> [GIVEN REQUEST]
Return each line of the material below that contains the string "large". Case matters.

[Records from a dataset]

** start **

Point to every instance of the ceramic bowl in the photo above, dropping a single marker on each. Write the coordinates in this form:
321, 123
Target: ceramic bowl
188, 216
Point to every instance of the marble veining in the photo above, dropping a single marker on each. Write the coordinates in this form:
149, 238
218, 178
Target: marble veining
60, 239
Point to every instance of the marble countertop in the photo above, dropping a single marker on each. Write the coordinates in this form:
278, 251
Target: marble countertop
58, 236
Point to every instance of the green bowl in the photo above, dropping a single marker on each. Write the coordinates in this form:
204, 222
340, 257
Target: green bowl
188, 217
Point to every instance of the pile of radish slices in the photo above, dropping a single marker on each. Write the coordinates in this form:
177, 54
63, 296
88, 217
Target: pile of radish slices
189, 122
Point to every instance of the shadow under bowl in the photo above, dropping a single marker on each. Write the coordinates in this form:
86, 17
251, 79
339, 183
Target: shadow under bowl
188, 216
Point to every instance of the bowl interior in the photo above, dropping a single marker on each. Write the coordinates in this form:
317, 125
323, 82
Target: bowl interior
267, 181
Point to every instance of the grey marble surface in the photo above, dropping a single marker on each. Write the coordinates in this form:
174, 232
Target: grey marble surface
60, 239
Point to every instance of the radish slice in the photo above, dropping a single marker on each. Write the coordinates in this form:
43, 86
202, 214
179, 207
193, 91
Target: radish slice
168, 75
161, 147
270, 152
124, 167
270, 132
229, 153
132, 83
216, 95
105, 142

** end **
** start **

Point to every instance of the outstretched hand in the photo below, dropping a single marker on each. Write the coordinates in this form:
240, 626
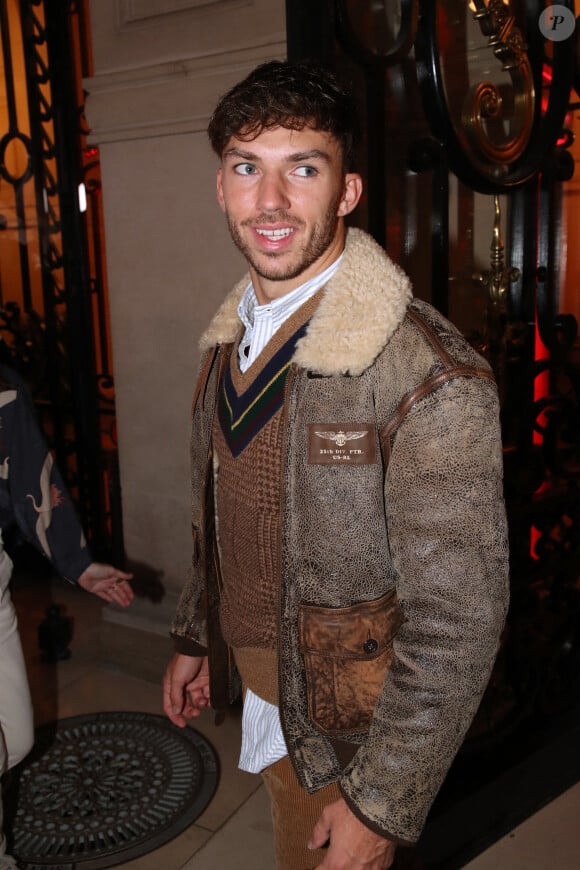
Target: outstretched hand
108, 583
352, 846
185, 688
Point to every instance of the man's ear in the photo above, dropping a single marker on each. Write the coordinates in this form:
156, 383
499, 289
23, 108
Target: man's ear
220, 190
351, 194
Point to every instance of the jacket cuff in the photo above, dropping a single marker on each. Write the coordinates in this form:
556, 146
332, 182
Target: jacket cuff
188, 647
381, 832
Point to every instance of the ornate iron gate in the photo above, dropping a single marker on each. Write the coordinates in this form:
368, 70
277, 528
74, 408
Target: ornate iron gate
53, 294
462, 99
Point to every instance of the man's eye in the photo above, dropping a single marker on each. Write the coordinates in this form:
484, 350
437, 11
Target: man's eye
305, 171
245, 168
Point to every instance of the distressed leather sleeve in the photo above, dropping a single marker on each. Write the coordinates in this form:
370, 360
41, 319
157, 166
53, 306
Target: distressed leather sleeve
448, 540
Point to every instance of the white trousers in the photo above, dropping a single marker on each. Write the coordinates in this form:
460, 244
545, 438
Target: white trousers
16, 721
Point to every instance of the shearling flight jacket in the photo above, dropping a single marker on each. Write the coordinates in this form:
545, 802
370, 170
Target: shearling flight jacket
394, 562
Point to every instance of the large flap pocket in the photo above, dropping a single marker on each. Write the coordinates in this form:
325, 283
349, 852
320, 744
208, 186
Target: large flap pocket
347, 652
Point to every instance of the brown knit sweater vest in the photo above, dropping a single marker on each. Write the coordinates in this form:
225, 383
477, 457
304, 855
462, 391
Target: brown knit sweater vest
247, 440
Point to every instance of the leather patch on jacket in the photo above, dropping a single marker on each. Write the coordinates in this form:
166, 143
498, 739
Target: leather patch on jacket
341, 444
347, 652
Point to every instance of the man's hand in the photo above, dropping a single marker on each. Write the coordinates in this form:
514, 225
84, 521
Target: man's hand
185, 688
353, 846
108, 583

** end **

> [REPLY TO THE EXERCISE]
Point to every instance of the large flap pocket in the photo above, dropping a single marker on each. Write the coordinates in this form:
Target: large flap pocket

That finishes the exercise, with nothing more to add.